┌─ Supplied text

Lemma 0: $f(n)$ is even for $n>0$. If $n>1$ is odd then $g(n)=g(n-1)$.

Proof: Obviously, after patient $0$ being the only ill person inititally, the ill persons come in pairs as per the last box they were in. The statement about $g$ is dual to this.$_\square$

Lemma 1: $f(n+f(n))\le 2f(n)$ and $g(2n)\ge g(n)+n$.

Proof: Make sure that $f(n)$ people are ill on day $n$, enter $f(n)$ fresh people and let them cobox with the first $f(n)$ people in a circular manner fo the next $f(n)$ days. The statement about $g$ is dual to this.$_\square$

Corollary: $g(n)\ge r(n)+1$ for all $n\ge 1$. $f(n)\le \mathrm{A007843}(n)$.

Proof: Observe that $r(2n+1)=r(2n)=r(n)+n$ so that lemmas 0 and 1 make induction on $n$ work. The claim about $f$ is dual (using the description at OEIS).$_\square$

Lemma 2: $g(n)\le n$.

Proof: Just note that patient 0 cannot coboxitate with more than $n-1$ other people. $_\square$

Corollay: $g(n)=r(n)+1$ if $n$ is a power of $2$.

└─
┌─ Listed records

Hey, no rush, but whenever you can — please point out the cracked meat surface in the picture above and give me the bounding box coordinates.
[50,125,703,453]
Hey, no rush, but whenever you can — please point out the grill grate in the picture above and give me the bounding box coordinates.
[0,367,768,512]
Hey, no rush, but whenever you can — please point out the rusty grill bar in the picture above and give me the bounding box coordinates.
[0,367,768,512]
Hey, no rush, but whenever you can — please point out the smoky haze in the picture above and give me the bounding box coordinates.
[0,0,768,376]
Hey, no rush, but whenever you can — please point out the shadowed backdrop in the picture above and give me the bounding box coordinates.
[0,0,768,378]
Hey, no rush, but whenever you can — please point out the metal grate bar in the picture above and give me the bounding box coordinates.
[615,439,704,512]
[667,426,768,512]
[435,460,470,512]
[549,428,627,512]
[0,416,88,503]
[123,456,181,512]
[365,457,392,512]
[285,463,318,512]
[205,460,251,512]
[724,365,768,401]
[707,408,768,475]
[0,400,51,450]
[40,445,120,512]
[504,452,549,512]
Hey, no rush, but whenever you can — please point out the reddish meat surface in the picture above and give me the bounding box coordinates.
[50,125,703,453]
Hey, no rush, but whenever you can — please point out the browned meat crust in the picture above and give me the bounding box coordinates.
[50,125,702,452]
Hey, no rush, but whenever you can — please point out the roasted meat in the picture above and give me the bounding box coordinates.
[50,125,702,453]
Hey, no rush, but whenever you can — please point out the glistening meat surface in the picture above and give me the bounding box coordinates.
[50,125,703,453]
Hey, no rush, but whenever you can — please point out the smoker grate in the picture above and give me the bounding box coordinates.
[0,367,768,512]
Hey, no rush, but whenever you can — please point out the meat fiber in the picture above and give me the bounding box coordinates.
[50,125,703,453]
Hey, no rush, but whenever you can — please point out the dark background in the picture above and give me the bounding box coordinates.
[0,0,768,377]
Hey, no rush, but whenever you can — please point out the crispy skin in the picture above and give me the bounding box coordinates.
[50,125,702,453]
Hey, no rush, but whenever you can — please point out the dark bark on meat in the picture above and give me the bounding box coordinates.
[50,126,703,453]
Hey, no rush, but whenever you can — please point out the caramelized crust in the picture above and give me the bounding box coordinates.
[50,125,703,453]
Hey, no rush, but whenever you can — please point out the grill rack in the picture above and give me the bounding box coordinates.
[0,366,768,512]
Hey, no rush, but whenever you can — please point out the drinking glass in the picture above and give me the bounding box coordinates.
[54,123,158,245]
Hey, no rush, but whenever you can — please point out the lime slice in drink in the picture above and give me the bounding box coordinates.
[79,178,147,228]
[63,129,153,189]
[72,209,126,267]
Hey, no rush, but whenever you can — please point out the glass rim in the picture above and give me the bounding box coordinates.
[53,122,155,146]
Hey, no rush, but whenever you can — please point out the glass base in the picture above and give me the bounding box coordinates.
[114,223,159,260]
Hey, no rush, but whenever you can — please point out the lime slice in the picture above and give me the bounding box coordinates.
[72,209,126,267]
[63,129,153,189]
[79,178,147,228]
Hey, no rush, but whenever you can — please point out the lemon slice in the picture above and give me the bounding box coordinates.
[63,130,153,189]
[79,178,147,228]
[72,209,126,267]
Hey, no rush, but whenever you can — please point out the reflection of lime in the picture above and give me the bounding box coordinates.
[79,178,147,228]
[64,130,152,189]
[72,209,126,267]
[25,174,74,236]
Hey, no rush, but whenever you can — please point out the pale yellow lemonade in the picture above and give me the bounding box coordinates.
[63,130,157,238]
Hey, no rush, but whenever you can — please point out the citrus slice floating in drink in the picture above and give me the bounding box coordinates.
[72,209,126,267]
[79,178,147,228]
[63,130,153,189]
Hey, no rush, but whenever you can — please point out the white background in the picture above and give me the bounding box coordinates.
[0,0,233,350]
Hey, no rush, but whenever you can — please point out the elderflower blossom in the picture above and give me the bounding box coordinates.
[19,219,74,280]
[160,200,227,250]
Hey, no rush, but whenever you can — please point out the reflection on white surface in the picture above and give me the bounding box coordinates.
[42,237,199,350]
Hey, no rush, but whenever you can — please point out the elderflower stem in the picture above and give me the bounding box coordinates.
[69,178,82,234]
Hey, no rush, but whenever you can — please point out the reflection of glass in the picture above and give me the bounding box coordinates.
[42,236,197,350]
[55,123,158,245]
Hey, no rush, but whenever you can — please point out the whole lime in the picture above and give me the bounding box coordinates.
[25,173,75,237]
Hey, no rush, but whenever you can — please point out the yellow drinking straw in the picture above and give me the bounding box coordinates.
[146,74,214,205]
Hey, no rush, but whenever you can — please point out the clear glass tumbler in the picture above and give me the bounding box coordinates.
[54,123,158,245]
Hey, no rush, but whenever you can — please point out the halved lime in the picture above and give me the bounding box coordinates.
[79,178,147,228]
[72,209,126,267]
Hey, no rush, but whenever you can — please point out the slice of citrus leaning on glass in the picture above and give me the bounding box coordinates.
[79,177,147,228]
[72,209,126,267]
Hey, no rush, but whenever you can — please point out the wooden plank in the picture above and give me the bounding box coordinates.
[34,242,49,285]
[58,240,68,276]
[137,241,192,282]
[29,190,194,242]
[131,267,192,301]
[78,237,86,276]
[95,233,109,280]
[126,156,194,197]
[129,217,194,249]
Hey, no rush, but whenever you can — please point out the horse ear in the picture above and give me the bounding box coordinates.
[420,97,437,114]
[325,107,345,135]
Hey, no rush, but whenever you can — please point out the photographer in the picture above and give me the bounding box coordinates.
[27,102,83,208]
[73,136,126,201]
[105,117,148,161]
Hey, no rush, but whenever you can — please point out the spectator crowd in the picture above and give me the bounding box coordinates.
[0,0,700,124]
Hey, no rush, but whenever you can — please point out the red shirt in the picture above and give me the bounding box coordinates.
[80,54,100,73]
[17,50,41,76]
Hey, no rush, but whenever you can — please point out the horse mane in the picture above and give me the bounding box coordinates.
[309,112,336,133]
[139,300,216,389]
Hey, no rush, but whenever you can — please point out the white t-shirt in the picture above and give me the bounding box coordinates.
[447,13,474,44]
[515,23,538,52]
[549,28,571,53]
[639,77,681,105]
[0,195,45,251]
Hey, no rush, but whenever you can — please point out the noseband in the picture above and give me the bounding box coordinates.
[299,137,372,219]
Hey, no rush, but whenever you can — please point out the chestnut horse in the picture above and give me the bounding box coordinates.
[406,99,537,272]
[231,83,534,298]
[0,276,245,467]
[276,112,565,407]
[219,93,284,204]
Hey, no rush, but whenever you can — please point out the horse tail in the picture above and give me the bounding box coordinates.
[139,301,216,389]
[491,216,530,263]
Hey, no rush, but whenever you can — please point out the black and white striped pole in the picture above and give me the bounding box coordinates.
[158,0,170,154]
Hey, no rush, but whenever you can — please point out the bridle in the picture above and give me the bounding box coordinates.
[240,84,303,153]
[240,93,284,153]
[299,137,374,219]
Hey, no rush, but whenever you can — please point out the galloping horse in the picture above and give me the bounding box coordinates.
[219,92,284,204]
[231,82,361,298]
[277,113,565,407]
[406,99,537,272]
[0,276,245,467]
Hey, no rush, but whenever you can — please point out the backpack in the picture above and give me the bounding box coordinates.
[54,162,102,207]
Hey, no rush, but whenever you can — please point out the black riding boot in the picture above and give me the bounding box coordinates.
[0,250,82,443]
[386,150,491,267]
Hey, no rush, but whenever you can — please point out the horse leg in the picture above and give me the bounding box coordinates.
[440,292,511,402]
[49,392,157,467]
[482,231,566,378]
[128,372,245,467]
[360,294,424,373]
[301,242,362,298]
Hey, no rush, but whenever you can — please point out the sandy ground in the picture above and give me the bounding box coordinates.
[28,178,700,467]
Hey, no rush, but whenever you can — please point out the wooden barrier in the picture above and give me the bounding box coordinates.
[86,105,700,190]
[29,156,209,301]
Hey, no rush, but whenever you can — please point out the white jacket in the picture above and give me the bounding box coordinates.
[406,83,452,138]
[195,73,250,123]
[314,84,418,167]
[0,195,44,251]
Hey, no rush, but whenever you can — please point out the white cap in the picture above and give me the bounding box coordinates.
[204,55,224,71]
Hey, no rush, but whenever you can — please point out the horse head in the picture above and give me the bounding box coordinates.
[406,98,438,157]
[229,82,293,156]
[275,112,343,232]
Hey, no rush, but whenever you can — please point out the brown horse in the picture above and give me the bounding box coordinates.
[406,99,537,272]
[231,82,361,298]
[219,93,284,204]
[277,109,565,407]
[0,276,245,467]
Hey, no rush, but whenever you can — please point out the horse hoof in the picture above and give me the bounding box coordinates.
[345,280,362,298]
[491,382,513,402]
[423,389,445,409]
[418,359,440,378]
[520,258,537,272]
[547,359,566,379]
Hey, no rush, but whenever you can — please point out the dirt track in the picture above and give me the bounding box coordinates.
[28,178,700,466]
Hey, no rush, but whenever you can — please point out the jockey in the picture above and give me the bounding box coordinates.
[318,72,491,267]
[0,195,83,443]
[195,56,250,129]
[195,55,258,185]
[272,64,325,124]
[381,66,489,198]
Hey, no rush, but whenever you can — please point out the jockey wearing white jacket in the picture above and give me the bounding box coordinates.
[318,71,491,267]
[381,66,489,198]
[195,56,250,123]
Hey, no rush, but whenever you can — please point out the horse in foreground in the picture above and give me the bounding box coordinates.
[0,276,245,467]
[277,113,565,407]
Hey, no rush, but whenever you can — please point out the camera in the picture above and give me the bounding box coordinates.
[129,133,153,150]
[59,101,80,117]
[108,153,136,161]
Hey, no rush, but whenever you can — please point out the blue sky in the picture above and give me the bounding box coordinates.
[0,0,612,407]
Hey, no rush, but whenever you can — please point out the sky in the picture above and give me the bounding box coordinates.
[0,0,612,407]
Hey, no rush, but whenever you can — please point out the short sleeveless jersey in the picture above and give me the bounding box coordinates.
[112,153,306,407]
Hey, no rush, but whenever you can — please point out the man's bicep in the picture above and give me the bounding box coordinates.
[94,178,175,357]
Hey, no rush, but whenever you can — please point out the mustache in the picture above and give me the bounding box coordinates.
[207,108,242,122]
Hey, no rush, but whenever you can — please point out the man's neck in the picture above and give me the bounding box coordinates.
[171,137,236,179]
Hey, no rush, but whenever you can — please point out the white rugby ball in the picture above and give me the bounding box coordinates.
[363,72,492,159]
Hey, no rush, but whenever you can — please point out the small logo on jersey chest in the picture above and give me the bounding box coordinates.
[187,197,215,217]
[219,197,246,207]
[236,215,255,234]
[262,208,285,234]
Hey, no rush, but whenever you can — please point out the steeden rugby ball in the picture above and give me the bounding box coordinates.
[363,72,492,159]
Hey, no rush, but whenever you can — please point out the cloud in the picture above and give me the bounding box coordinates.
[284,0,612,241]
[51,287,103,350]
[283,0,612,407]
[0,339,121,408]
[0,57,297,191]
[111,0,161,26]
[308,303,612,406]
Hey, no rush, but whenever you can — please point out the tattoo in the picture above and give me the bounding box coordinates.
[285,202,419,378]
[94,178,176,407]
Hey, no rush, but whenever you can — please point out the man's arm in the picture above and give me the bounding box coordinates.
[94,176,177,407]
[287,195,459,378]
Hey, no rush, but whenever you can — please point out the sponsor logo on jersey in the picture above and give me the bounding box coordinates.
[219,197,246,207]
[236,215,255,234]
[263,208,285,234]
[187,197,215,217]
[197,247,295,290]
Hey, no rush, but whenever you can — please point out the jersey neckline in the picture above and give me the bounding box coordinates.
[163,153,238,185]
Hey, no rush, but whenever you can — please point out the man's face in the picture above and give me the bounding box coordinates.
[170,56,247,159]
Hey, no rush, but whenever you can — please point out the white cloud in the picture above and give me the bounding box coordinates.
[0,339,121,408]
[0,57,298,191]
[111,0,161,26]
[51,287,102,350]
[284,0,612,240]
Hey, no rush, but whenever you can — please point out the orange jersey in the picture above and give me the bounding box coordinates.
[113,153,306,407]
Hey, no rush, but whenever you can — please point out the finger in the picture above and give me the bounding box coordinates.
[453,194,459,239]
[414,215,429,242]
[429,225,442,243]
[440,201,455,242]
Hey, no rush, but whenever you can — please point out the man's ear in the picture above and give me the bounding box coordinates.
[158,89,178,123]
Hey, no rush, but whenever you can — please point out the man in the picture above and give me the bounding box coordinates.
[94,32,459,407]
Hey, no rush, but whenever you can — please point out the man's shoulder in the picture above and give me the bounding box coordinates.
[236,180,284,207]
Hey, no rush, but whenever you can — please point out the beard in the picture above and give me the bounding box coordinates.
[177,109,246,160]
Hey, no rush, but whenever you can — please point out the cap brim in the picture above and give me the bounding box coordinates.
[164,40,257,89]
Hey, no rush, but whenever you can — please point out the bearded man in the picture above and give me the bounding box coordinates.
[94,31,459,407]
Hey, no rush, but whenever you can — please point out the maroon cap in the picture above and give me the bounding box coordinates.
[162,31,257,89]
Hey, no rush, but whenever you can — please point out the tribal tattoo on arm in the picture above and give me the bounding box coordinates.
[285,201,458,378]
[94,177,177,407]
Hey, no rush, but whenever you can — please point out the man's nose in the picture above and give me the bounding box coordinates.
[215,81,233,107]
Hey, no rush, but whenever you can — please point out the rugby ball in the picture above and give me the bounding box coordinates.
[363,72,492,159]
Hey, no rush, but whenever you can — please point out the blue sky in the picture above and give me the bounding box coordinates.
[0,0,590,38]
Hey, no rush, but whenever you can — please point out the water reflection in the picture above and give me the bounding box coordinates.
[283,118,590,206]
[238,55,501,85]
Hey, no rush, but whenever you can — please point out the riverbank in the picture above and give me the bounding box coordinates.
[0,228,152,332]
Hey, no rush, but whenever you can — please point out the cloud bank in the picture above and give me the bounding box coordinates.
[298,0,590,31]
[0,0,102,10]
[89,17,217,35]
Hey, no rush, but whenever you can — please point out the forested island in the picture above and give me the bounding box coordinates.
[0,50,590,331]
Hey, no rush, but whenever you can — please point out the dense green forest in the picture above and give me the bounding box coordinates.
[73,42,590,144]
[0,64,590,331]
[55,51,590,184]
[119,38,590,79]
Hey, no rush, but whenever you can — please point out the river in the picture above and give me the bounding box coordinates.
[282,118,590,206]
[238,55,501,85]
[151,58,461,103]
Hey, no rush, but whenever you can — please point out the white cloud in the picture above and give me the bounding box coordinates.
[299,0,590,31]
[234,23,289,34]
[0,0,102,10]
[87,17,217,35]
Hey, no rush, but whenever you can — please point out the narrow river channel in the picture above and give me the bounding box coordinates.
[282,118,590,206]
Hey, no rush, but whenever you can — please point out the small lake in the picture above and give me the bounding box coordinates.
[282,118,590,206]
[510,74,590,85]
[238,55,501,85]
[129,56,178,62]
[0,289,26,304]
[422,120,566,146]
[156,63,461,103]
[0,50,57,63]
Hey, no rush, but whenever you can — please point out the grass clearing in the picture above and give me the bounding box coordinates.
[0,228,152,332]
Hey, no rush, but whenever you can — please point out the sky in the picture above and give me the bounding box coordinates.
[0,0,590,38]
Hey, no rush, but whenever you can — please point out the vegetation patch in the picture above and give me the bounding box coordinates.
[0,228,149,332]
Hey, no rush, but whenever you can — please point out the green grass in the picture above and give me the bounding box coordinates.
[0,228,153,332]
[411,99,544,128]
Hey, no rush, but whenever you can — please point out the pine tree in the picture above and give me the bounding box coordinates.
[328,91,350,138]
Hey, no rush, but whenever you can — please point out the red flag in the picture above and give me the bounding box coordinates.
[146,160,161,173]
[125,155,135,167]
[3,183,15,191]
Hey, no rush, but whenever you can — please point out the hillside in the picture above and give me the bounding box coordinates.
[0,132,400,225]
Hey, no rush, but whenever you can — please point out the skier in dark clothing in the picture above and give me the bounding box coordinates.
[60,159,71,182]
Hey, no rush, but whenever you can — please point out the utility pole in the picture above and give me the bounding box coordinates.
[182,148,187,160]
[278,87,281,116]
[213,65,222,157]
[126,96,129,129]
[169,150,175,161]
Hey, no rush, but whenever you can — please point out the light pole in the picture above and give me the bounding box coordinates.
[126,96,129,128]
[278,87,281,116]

└─

Directions for this task:
Decide whether each statement below agrees with the text of lemmas and proofs about f and g. Answer yes or no for each and quote the words of the text that decide it.
1. Lemma 2 gives n as an upper bound for g(n).
2. The text states that f(n) is odd for n>0.
3. The final corollary gives g(n)=r(n)+1 when n is a power of 2.

Response to this task:
1. Yes: "Lemma 2: $g(n)\le n$."
2. No: "$f(n)$ is even for $n>0$."
3. Yes: "$g(n)=r(n)+1$ if $n$ is a power of $2$."